Azerbaijan State Agricultural University (, literally "Azerbaijan State Agricultural University"), also referred to as the Azerbaijan State Agricultural University (Az. AA), is a public university located in Ganja, Azerbaijan.  The university has eight schools, 3830 students and 560 faculty members.  In addition, there is a teaching site in Gazakh with nearly 500 correspondent students.

History
Azerbaijan State Agricultural University traces its history to the Baku Polytechnical Institute's Department of Agriculture, which was established on November 14, 1920.  Originally located in Baku, the school was original formed in 1920 after the invasion of the Red Army and the establishment of the fledgling Azerbaijan SSR.  The new government decreed that the previous technical school, Baku Polytechnicum, would close and be replaced by Baku Polytechnical Institute, a more traditional polytechnic institute.  The new school focused on training engineers in a broad range of industries: agriculture, civil engineering, electromechanical, economics and oil.  The new school went through many name changes over the years as its emphasis changed to meet the needs of Azerbaijan.  In 1923 the school changed its name to Azerbaijan Polytechnical Institute.  In March 1929, the Azerbaijan Communist Party decreed that the school be split into three independent schools covering agriculture, economics and oil.

Today the university is the only state school in Azerbaijan that offers a university-level degree for the agricultural sector.

TASK A =
Answer these questions using the passage on Azerbaijan State Agricultural University:
(i) In which city is the university located?
(ii) On what date was the Baku Polytechnical Institute's Department of Agriculture established?
(iii) What name did the school adopt in 1923?

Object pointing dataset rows

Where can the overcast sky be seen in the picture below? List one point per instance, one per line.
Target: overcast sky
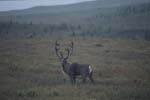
(6, 5)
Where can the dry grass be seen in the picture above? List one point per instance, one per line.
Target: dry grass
(29, 69)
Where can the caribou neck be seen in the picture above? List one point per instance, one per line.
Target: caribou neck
(66, 67)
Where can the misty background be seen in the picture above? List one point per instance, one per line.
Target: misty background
(6, 5)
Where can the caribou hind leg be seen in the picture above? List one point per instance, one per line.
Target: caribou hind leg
(91, 78)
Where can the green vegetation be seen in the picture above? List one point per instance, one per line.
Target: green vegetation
(85, 19)
(112, 38)
(30, 70)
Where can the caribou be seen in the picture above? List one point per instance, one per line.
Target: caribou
(73, 70)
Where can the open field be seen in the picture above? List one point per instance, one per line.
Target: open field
(29, 69)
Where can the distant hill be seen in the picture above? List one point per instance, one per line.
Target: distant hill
(129, 18)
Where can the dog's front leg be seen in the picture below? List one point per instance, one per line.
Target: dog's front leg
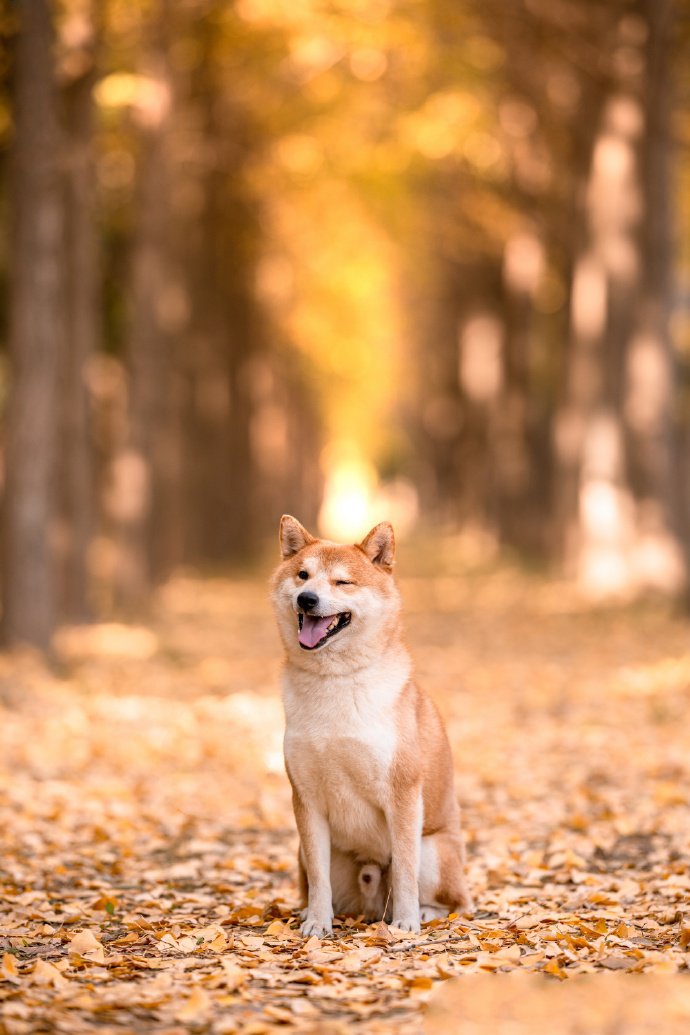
(405, 822)
(316, 844)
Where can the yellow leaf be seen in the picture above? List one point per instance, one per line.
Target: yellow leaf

TASK B =
Write out every line of the records again, including the requests, but add 138 to each coordinate in the answers. Leave the pictures out.

RESPONSE A =
(i) Ganja, Azerbaijan
(ii) November 14, 1920
(iii) Azerbaijan Polytechnical Institute

RESPONSE B =
Where can the overcast sky be seen in the picture below? List one point per instance, one per line.
Target: overcast sky
(144, 143)
Where can the dry grass be seen in the picture above? List one point per instance, one per line.
Target: dry grass
(167, 207)
Where can the caribou neck be seen in the picture above? List one point per instance, one per line.
Target: caribou neck
(204, 205)
Where can the misty background be seen in the picture above? List one point per instance, one per line.
Target: misty background
(144, 143)
Where can the caribou hind leg be seen in the picture above? List one point per instance, one per line.
Target: caribou hind leg
(229, 216)
Where can the green vegetation be seen in the picture above? List one point per instance, one per line.
Target: green vegetation
(223, 157)
(250, 176)
(168, 208)
Where can the caribou be seen in the picture above? List one point per instance, one per line.
Target: caribou
(211, 208)
Where can the open field be seen in the picture above? List one point per instance, one per line.
Target: open field
(167, 207)
Where can the distant hill be seen in the picture above? List one point per instance, one per line.
Target: distant hill
(267, 156)
Where can the dog's front leg be seen in the picture below? List one point per instance, one per line.
Target: dog's front leg
(543, 960)
(454, 982)
Where can the yellow leaf be seen in the picture above? List one point per instance, one per line.
Target: yellow leaf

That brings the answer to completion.